- УСЛОВИЕ ЗАДАНИЯ: Выведите дословно часть приведенного ниже текста о чтении, начиная со слов «О детском чтении» и продолжая до слов «Толстого или Гоголя.» включительно.

- ФРАГМЕНТ СТРАНИЦЫ:
▬▬▬
Многие наивно думают: заслуга современности в том, что мы смогли уйти от всего-навсего чтения про себя и смогли предъявить роскошный видеоряд в кино, разного рода интерактивности, гипертекст. Но элементарный взгляд на историю показывает нам, что все это было до того, как сформировался навык чтения про себя — были удивительные мистерии, сатурналии; нельзя было слушать музыку, не подтанцовывая и не подпевая. Изобретение навыка чтения про себя, быстрого вхождения в портал иномирности, является одним из величайших человеческих открытий, сопоставимого с открытием огня.

Читательскими мирами я был очарован лет в пять и до сих пор сохраняю эту очарованность. Непонятно, для чего нужно пребывание в этих мирах, но я настаиваю, что в этом есть самодостаточность. Если Смердяков говорит: «Не люблю я книжки, в них про неправду все написано», я утверждаю: сама комплектация души требует того, чтобы мы жили в нескольких мирах сразу.

II.

О детском чтении

Я родился в Минске, мой отец был военным летчиком. Семья много кочевала, особенно по советской Азии. Школу я закончил в городе Токмак, находящемся в Киргизии. Отец, как положено летчику, любил Сент-Экзюпери, Ремарка и в меру сил эти книжки мне подсовывал. Мать работала учительницей и читала огромное количество методической литературы, но ей не всегда удавалось дорваться до чего-нибудь типа Толстого или Гоголя.
▬▬▬
- УЧЕБНЫЙ МАТЕРИАЛ:
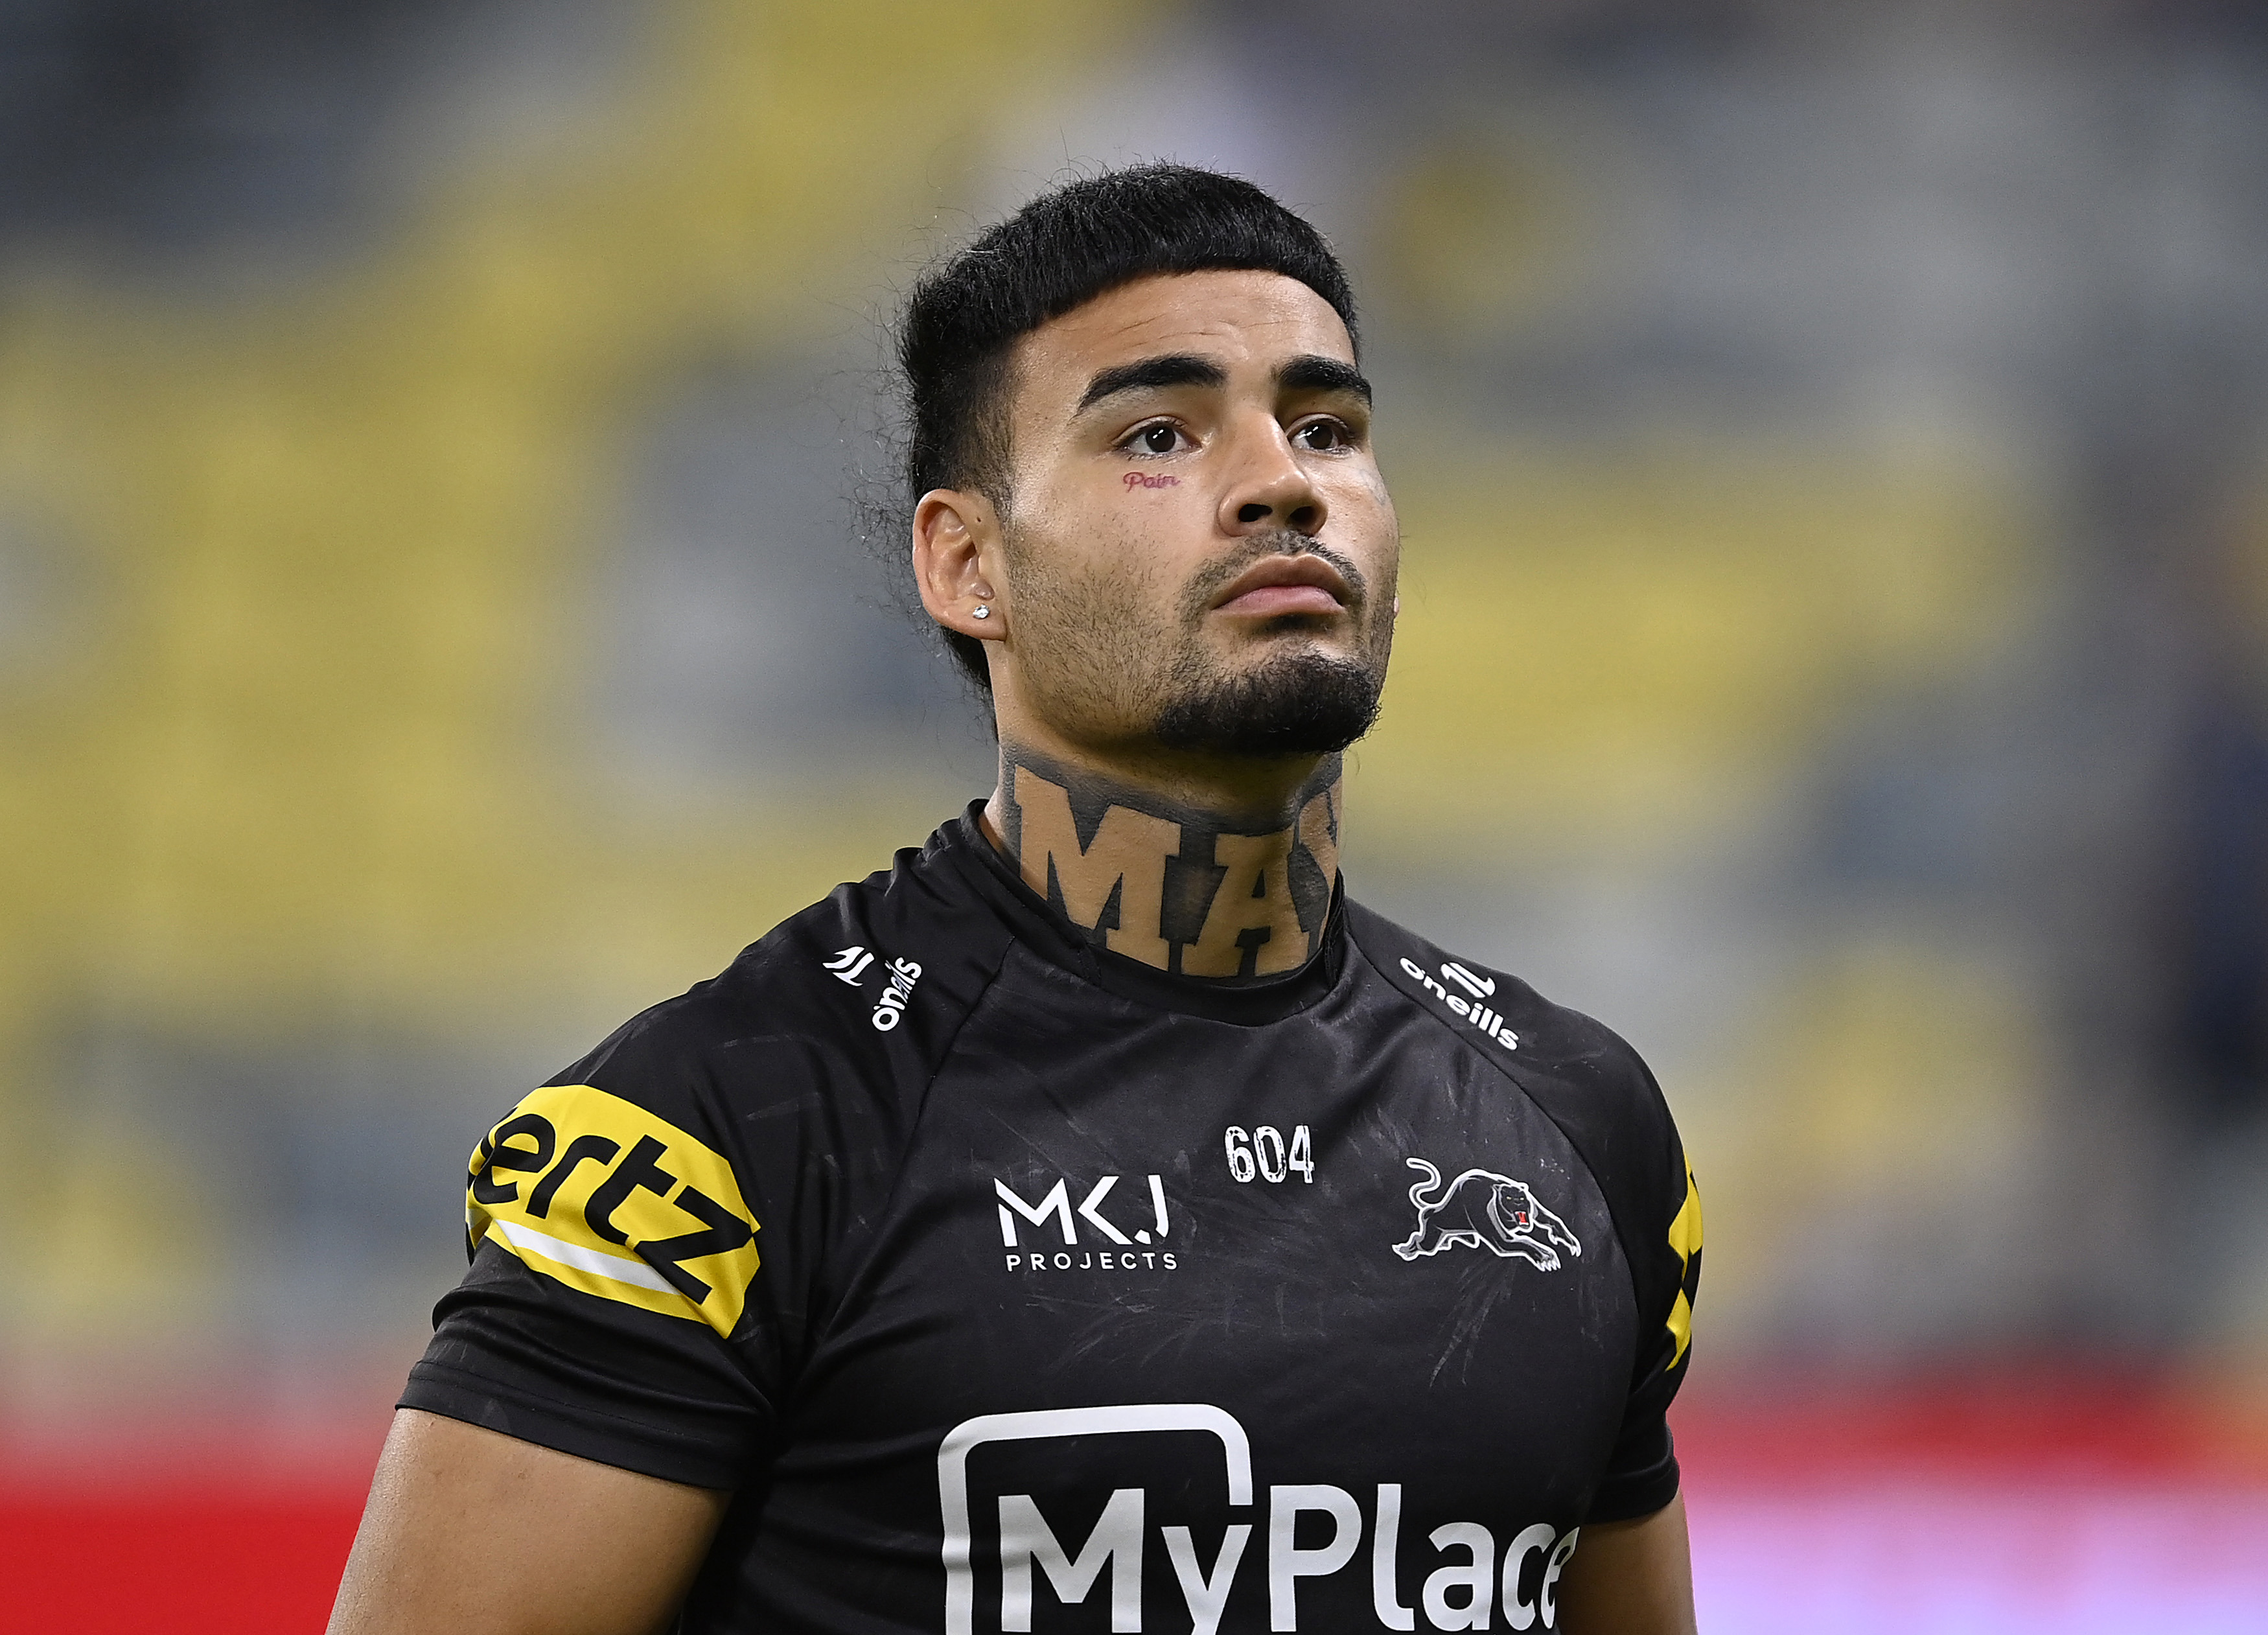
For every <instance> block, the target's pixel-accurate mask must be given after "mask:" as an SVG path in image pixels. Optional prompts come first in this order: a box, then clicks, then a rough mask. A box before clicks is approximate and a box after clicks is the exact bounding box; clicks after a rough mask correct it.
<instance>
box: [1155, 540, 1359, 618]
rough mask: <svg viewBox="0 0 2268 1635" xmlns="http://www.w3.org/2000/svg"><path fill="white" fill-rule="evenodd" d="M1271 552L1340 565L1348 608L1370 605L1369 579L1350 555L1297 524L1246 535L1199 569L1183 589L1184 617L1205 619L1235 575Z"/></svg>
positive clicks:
▬▬▬
- ОТВЕТ К ЗАДАНИЮ:
О детском чтении

Я родился в Минске, мой отец был военным летчиком. Семья много кочевала, особенно по советской Азии. Школу я закончил в городе Токмак, находящемся в Киргизии. Отец, как положено летчику, любил Сент-Экзюпери, Ремарка и в меру сил эти книжки мне подсовывал. Мать работала учительницей и читала огромное количество методической литературы, но ей не всегда удавалось дорваться до чего-нибудь типа Толстого или Гоголя.